#### Aim of the task
Could you print, word for word, the entries from the line containing "ice crust in the photo above." through the end of the entries, including both of those lines, and leave out any pictures?

Coordinate annotation entries:
────────────────────
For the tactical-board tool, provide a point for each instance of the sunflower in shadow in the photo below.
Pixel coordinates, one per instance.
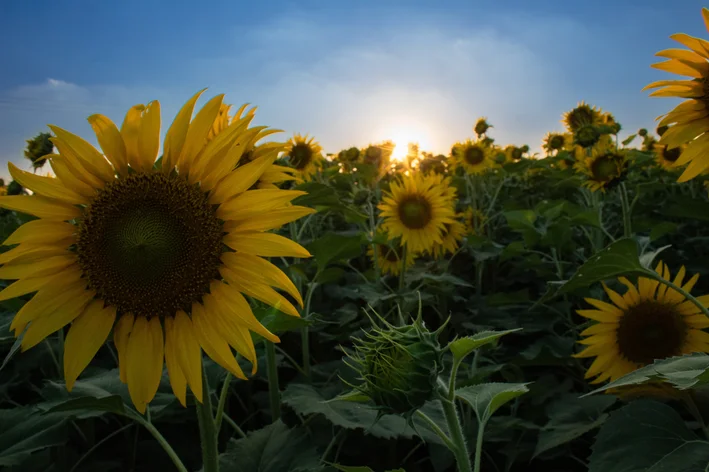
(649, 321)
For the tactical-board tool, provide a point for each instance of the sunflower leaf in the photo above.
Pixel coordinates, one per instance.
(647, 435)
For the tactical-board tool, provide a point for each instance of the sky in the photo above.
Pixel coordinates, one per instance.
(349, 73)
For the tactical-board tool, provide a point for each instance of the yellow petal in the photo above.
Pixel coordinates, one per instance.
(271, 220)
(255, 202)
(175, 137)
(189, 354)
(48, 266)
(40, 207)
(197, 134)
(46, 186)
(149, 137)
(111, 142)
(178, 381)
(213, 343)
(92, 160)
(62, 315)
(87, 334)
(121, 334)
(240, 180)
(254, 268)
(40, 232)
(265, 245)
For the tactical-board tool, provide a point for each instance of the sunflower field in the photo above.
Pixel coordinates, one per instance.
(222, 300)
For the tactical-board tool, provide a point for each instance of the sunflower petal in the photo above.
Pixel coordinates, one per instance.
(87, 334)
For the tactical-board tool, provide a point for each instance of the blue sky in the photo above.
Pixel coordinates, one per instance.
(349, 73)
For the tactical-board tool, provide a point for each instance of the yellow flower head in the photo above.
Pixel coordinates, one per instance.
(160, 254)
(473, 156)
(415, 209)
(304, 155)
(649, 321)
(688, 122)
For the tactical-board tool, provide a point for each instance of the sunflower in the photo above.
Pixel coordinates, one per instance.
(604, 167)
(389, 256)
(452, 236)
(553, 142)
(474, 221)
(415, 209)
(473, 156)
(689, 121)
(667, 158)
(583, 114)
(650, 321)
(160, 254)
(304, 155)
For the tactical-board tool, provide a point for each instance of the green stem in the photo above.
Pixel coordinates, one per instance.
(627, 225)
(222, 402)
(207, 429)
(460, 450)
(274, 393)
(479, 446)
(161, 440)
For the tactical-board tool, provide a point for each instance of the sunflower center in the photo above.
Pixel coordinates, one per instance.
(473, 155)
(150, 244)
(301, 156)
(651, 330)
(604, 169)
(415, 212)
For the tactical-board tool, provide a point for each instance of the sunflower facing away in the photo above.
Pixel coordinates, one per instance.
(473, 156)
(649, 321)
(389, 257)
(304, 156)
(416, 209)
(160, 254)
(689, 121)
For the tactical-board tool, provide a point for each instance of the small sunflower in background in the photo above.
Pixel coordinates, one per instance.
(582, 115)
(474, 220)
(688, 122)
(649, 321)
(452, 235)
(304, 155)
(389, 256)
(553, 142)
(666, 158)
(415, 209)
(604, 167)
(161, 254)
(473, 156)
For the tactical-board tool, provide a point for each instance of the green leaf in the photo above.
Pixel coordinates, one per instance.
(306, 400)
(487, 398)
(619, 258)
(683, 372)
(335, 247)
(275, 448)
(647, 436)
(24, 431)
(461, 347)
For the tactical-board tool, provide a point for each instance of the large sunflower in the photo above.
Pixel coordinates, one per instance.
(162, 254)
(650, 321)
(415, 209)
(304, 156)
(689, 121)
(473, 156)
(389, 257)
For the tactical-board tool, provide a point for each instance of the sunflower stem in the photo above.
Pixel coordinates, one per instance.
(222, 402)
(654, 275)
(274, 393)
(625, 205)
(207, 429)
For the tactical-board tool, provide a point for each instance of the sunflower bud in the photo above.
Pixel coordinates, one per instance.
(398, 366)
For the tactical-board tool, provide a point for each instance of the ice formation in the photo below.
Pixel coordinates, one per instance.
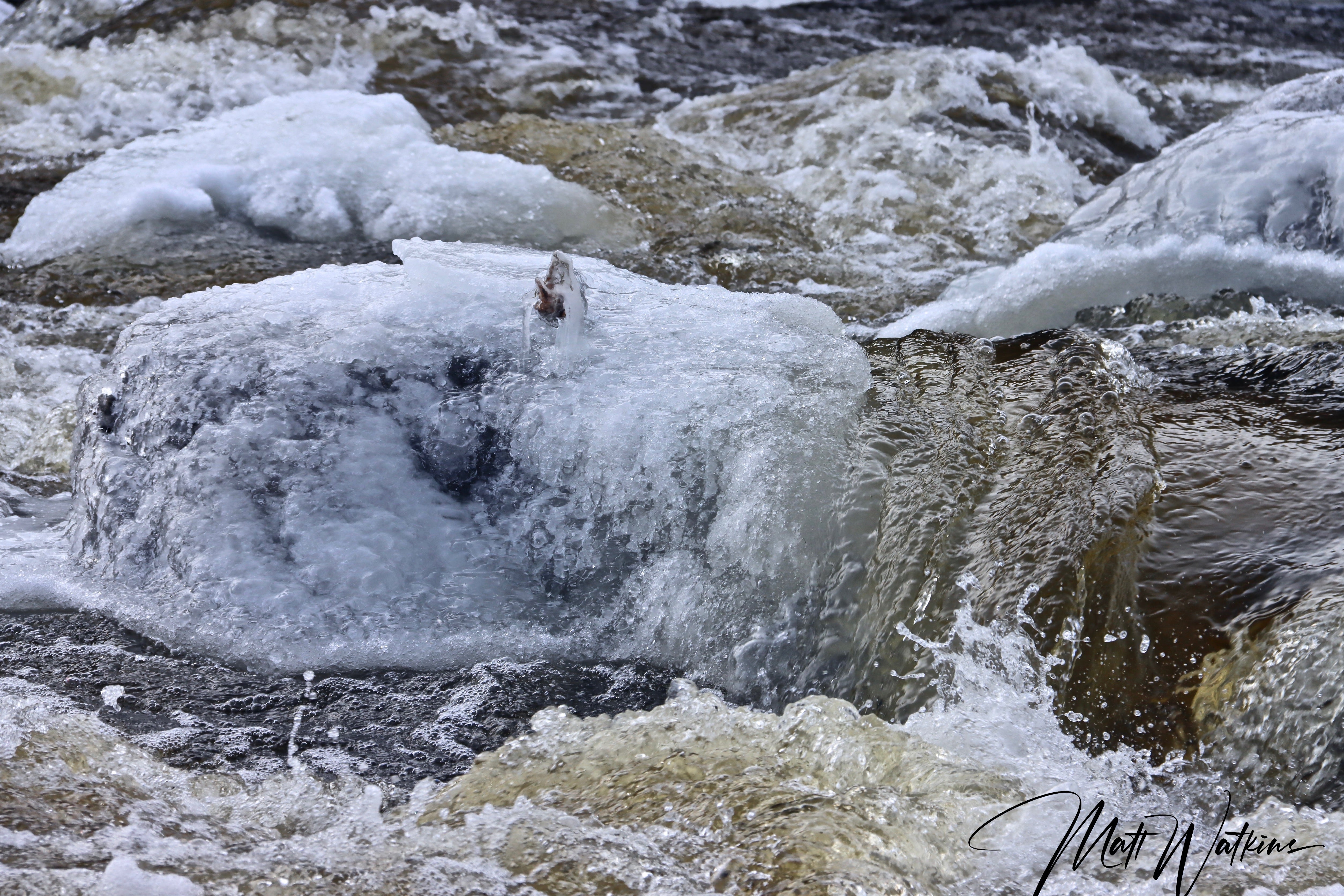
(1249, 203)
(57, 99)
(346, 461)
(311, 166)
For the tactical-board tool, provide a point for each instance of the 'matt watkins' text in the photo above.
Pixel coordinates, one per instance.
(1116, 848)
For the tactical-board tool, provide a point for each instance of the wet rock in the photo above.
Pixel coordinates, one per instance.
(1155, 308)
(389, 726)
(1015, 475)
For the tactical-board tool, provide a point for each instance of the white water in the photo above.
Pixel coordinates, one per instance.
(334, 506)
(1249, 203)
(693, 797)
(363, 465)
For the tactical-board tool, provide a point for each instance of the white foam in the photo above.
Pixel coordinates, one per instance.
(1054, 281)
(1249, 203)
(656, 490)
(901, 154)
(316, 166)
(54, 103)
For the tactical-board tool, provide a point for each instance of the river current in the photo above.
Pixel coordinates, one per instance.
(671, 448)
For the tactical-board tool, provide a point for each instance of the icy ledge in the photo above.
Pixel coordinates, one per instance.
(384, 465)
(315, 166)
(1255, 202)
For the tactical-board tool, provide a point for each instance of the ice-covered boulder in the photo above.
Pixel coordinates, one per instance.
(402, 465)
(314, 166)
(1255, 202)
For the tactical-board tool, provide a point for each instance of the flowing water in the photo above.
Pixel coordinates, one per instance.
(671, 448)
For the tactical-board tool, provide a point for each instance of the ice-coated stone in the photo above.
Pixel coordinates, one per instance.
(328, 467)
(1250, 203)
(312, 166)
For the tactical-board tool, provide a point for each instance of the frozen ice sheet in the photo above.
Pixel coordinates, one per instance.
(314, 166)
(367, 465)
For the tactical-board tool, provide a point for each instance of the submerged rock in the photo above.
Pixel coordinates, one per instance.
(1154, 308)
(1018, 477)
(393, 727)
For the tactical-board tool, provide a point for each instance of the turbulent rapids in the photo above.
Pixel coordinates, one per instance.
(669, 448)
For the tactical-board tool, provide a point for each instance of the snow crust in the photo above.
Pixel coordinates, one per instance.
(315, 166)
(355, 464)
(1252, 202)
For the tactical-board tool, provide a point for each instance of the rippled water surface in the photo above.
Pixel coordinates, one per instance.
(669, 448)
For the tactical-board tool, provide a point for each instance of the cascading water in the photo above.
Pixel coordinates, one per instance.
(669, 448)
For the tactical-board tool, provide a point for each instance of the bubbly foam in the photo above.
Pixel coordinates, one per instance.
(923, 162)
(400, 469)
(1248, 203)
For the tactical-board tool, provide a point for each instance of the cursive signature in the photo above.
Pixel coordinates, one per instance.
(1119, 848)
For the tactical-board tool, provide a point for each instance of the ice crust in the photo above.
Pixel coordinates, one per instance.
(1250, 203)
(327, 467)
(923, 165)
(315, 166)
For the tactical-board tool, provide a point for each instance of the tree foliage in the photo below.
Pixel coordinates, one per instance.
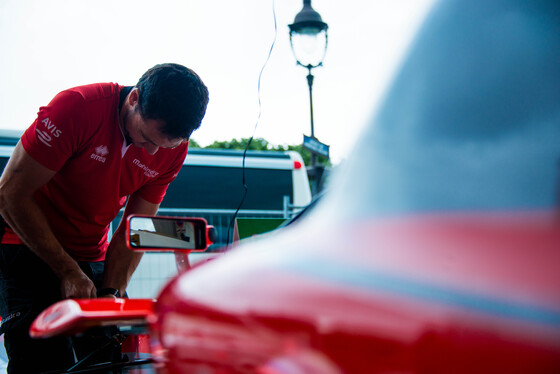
────────────────────
#### Correct response
For the tactical-board tool, provide a point for each instance of the ice crust in the photo above.
Pixel coordinates, one per instance.
(1250, 203)
(327, 467)
(923, 165)
(315, 166)
For the tactical-board tool, provide a point for each instance of the tree foliage in the photo below.
Pixel coordinates, one per instance.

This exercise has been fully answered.